### O QUE FAZER
**A.** Liste todos os meses do ano citados no texto sobre os protestos no Peru.
**B.** Reproduza o trecho do texto sobre os protestos no Peru que vai de "Já o analista" até "a economia peruana.".

### TEXTO EXTRAÍDO
= = =
Enquanto nas ruas os protestos exigem eleições imediatas, entre quatro a seis meses, e uma Assembleia Constituinte, a fórmula que ganhou força no Congresso nas últimas horas distancia-se daquilo que os manifestantes esperam: uma antecipação das eleições para dezembro deste ano, com segundo turno em fevereiro do ano que vem e com posse dos parlamentares em abril de 2024.

A fórmula não incluiria uma Assembleia Constituinte; apenas algumas reformas na Constituição. Além disso, os novos mandatos seriam apenas complementares dos atuais mandatos e os eleitos poderiam ser reeleitos.

Portanto, se os protestos exigem que todos os legisladores saiam, todos os legisladores querem continuar.

Radicalização dos protestos

“Medidas mornas só funcionam para um setor moderado dos manifestantes, mas não para os setores ultra, aqueles mais violentos”, adverte Carlos Meléndez.

Já o analista político Gonzalo Banda acredita que uma espera tão prolongada para as eleições pode significar a radicalização dos protestos.

“Não há margem para uma espera de um ano no Peru. O país não vai aguentar. Precisam convocar eleições gerais o mais rápido possível e isso significa outubro de 2023. E ainda há setores mais radicais com a demanda de uma Assembleia Constituinte. Esse é um assunto que hoje tem 69% de apoio na sociedade peruana, segundo o Instituto de Estudos Peruanos”, ressalta Gonzalo Banda em entrevista à RFI.

“Não vejo a esquerda radical tranquila se convocarem somente eleições gerais em 2023”, observa.

Um país em paralisia

A agência de classificação Moody’s elevou o risco do Peru, de uma perspectiva estável a uma negativa, justificando a decisão nos conflitos sociais que ameaçam a governabilidade do país com efeitos sobre a economia peruana.
= = =
### MATERIAL FORNECIDO
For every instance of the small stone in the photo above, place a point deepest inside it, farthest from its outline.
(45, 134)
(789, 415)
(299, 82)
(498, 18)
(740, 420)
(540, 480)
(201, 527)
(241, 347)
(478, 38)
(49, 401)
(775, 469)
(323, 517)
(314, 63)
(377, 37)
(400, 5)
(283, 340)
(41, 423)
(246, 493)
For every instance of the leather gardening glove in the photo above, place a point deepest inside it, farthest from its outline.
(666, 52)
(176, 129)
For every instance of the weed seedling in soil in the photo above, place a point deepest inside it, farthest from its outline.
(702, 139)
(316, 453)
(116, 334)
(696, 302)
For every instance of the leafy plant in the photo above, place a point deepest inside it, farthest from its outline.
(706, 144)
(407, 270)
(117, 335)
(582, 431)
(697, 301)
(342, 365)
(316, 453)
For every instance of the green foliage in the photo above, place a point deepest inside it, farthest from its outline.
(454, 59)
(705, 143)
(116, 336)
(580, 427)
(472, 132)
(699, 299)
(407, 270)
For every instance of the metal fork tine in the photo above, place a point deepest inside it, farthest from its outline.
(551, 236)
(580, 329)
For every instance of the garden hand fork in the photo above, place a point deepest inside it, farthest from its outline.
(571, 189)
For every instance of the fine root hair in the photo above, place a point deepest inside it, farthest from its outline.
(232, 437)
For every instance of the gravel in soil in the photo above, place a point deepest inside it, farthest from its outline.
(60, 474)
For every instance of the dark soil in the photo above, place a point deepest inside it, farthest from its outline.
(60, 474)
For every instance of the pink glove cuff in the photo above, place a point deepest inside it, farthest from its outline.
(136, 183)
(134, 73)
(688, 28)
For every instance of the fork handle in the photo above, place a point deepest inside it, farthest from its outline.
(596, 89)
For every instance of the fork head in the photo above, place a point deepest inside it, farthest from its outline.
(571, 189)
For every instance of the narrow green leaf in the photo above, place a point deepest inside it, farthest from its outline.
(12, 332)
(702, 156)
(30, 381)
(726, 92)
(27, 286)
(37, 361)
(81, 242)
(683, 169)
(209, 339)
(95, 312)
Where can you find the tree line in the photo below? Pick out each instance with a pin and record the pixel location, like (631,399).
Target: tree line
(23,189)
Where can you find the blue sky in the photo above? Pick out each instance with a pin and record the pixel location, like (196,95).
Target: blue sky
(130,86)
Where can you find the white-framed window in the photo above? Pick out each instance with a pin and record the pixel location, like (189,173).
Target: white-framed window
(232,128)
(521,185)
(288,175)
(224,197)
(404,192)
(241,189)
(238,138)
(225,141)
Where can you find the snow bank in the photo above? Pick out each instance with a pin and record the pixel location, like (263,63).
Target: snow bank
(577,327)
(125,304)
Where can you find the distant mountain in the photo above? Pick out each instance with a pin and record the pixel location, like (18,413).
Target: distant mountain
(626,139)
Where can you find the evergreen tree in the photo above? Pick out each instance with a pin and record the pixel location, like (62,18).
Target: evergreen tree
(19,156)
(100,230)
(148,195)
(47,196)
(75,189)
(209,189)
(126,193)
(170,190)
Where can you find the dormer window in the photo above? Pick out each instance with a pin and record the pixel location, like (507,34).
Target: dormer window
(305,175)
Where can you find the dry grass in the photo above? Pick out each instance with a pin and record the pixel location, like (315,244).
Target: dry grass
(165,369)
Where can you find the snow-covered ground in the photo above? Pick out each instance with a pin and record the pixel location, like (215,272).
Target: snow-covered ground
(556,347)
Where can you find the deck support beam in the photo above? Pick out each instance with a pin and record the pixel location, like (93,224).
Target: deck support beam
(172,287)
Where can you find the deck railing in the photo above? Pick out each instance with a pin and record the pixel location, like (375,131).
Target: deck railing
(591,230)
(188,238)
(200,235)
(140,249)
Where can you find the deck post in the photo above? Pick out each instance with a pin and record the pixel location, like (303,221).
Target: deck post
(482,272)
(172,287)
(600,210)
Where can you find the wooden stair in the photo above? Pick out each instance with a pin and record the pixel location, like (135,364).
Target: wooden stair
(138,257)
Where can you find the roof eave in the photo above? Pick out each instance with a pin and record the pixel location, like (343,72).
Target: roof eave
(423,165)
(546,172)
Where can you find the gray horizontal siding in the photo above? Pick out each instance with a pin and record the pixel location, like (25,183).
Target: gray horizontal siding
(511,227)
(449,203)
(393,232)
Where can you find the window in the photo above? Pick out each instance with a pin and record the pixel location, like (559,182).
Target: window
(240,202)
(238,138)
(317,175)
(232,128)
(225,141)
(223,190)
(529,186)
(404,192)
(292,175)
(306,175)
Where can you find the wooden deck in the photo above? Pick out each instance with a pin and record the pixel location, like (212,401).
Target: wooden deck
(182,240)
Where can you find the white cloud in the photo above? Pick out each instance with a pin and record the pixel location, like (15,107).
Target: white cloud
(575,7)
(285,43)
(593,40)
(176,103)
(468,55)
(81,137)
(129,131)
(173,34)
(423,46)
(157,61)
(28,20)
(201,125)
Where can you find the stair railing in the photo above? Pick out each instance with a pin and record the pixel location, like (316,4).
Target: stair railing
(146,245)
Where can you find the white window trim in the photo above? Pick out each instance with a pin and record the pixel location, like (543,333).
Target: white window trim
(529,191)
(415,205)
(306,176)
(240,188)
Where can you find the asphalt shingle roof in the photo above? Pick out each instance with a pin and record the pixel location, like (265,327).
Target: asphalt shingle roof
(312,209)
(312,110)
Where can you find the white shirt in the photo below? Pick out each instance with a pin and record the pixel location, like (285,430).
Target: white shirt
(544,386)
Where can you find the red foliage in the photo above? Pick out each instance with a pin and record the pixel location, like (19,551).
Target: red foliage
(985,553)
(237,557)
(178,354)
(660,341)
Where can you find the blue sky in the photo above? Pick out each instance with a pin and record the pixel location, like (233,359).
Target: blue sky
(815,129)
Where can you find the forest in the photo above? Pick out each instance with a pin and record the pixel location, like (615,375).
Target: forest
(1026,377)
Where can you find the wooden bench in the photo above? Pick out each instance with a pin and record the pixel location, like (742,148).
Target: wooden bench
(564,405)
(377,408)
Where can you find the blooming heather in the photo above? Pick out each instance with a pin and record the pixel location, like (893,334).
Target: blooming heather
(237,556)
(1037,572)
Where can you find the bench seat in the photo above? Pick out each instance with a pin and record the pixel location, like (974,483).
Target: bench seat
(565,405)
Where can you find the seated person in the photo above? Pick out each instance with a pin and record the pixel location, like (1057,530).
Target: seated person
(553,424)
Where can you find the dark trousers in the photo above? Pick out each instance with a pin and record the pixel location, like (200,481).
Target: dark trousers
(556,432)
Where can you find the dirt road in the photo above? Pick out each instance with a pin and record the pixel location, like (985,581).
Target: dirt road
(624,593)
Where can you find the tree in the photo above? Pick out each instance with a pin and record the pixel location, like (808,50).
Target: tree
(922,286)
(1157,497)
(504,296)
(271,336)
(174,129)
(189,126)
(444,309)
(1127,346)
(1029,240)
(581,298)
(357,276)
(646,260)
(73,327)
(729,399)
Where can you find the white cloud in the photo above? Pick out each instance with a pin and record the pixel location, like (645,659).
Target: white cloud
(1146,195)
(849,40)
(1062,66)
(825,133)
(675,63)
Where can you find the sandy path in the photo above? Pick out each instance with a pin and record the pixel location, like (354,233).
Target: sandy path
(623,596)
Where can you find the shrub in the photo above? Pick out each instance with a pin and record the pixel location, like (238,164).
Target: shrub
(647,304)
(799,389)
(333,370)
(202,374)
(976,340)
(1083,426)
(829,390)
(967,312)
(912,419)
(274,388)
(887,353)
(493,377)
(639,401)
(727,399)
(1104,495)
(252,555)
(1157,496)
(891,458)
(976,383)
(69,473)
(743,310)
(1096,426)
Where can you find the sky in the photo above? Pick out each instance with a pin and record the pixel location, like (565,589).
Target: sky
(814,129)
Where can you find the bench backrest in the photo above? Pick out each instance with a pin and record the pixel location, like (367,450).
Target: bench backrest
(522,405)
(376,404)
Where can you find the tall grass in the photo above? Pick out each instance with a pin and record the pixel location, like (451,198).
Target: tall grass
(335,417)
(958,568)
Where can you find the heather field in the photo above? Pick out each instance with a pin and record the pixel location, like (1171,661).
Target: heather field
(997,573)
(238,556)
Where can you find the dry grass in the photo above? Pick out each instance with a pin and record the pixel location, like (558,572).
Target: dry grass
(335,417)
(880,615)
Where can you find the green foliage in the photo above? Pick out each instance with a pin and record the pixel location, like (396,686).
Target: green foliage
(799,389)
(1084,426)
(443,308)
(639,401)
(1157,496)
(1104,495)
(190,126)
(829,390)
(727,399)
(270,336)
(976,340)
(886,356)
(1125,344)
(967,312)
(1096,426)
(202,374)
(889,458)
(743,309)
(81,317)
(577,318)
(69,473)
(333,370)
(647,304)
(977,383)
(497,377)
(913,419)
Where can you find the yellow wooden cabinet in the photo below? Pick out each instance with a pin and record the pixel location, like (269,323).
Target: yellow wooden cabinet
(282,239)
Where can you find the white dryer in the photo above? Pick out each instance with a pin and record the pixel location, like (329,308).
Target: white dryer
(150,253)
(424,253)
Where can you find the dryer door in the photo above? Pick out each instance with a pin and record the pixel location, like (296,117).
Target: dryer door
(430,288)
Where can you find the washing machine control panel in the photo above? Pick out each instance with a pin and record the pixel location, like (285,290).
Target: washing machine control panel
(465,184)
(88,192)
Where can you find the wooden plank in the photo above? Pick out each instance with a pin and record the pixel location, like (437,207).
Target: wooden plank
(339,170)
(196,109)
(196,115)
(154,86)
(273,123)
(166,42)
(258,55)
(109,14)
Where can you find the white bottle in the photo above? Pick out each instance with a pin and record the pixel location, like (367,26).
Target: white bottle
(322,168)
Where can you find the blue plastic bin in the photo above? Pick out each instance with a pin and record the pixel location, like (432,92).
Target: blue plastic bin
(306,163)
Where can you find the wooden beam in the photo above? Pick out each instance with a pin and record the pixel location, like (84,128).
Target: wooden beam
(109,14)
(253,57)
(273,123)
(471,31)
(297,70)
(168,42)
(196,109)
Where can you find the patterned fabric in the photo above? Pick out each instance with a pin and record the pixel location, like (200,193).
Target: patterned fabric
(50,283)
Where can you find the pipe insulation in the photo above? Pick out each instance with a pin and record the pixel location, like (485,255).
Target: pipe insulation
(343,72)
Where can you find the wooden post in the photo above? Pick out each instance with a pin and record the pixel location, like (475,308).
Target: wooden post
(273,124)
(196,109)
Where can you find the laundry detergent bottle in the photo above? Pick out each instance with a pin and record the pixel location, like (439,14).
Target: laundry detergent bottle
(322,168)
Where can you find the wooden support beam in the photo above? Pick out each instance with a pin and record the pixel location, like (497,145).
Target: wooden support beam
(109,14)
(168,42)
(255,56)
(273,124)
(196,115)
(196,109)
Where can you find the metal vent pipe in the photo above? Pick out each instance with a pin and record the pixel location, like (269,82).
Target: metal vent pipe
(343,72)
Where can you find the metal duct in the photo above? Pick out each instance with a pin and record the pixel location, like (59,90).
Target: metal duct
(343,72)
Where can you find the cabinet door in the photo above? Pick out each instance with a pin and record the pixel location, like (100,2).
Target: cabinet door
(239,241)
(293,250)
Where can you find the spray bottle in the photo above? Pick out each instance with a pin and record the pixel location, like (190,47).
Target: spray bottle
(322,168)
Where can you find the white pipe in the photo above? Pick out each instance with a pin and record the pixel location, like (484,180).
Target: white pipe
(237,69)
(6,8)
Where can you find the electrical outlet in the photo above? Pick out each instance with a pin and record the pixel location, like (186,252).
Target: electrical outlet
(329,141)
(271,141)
= = =
### RESPOSTAS
**A.** dezembro, fevereiro, abril, outubro

**B.**
Já o analista político Gonzalo Banda acredita que uma espera tão prolongada para as eleições pode significar a radicalização dos protestos.

“Não há margem para uma espera de um ano no Peru. O país não vai aguentar. Precisam convocar eleições gerais o mais rápido possível e isso significa outubro de 2023. E ainda há setores mais radicais com a demanda de uma Assembleia Constituinte. Esse é um assunto que hoje tem 69% de apoio na sociedade peruana, segundo o Instituto de Estudos Peruanos”, ressalta Gonzalo Banda em entrevista à RFI.

“Não vejo a esquerda radical tranquila se convocarem somente eleições gerais em 2023”, observa.

Um país em paralisia

A agência de classificação Moody’s elevou o risco do Peru, de uma perspectiva estável a uma negativa, justificando a decisão nos conflitos sociais que ameaçam a governabilidade do país com efeitos sobre a economia peruana.